GOAL -
State how many of the lines below contain the string "black", matching case exactly. Give only the number.

'''

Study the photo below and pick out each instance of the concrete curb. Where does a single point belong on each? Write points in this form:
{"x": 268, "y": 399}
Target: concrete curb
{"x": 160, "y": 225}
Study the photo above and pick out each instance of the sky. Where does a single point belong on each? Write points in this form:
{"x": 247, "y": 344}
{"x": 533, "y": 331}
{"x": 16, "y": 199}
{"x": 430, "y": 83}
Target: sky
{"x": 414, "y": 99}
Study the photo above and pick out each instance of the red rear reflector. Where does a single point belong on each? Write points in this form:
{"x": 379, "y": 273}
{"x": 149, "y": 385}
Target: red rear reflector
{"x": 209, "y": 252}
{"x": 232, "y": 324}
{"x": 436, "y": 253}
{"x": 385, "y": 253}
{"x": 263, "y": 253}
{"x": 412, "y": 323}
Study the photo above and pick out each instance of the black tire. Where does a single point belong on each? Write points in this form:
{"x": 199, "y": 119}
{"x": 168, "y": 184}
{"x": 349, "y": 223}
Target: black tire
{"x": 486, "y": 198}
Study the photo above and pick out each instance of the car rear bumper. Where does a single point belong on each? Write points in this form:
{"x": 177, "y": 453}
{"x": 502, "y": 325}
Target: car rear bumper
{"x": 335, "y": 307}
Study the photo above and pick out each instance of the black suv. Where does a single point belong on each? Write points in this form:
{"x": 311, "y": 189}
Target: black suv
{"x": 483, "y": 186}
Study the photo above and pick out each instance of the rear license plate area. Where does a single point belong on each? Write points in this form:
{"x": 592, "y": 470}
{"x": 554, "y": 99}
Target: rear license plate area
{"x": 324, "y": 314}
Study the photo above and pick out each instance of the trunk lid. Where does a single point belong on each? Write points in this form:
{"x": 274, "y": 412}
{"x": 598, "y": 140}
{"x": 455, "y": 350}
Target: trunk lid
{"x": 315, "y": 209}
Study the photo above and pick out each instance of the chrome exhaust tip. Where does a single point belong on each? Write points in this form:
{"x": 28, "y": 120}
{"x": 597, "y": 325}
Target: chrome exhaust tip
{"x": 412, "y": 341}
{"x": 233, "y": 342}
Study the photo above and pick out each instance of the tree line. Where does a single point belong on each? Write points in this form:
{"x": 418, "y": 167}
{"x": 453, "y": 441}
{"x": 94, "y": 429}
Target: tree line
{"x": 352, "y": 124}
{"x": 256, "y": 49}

'''
'''

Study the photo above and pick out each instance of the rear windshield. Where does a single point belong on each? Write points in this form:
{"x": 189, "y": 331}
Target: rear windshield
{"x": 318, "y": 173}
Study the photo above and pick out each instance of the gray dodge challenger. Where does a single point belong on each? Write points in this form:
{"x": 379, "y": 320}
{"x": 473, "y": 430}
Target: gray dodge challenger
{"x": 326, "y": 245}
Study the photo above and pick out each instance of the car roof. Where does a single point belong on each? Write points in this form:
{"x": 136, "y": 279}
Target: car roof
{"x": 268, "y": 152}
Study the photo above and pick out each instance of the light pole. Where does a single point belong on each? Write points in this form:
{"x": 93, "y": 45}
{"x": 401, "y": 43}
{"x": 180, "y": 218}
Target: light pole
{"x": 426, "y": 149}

'''

RESULT -
4